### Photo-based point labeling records

»»

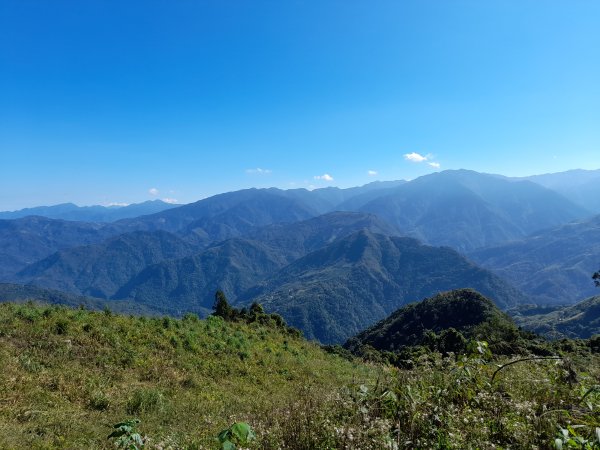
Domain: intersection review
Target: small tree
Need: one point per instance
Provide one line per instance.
(221, 307)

««

Arrange the lines of the records above as a Markdown table with the columns Number and Record line, one row per line and blank lines skipped. Leave the pictures out.

### Finished exercise
| Number | Record line |
|---|---|
| 1 | Domain: intersection review |
| 2 | Target: small tree |
| 3 | Need: one point per instance |
| 4 | Provide one line per instance. |
| 5 | (221, 307) |